BEGIN Stored data

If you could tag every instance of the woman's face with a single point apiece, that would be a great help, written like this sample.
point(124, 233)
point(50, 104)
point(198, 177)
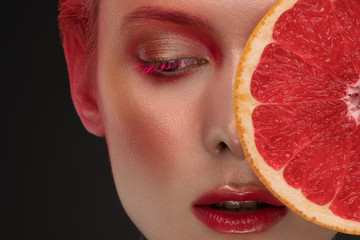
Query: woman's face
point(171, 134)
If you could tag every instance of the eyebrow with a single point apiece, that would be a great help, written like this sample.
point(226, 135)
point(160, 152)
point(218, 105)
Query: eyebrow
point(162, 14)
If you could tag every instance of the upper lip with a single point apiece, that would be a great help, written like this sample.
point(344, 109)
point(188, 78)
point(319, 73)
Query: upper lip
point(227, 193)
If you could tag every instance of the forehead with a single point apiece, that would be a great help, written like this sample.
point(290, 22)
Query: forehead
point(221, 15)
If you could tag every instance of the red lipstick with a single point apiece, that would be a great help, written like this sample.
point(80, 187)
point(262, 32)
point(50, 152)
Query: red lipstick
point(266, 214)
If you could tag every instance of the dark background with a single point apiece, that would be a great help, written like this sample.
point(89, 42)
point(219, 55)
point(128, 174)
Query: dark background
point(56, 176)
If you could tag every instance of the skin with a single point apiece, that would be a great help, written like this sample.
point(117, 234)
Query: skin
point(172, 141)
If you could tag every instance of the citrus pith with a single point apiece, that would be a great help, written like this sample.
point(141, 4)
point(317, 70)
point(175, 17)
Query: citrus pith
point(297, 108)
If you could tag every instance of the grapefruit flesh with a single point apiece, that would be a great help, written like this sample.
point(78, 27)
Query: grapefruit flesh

END Stored data

**Work item**
A verbatim copy of every record is required, with all pictures excluded.

**Result of this task**
If you could tag every instance of the woman's face with a single point apiece, that would be a great help, written like this sample.
point(124, 233)
point(50, 104)
point(198, 177)
Query: woman's face
point(171, 134)
If you could tag every instance of the eyebrow with a single point apiece, that would be a great help, written like this sample.
point(226, 135)
point(160, 152)
point(218, 105)
Query: eyebrow
point(162, 14)
If you could tag every instance of the upper lip with a single point apiece, that would be a great help, written like this sample.
point(344, 109)
point(188, 78)
point(319, 73)
Query: upper lip
point(227, 193)
If you could tag every instance of the forehead with a single point apiece, that would be a great help, written like this sample.
point(290, 22)
Query: forehead
point(221, 15)
If you could tag every instance of the red lipstick with a single point apiece, that would be a great help, written like this sample.
point(80, 187)
point(262, 32)
point(50, 152)
Query: red lipstick
point(266, 214)
If you could tag every instance of the dark background with a single point apiece, that would be a great help, written like this sample.
point(89, 42)
point(219, 55)
point(128, 174)
Query: dark background
point(56, 176)
If you could tag every instance of the skin with a single point apiece, that would be a great help, written like this sample.
point(117, 234)
Query: skin
point(172, 141)
If you could tag every instance of the citrus pith with a single point apiece, that would be a great help, written like this sample.
point(141, 4)
point(317, 70)
point(175, 17)
Query: citrus pith
point(297, 108)
If you could tag every instance of the grapefruit flesh with a single point apiece, that would be a great help, written like this sample.
point(78, 27)
Query: grapefruit flesh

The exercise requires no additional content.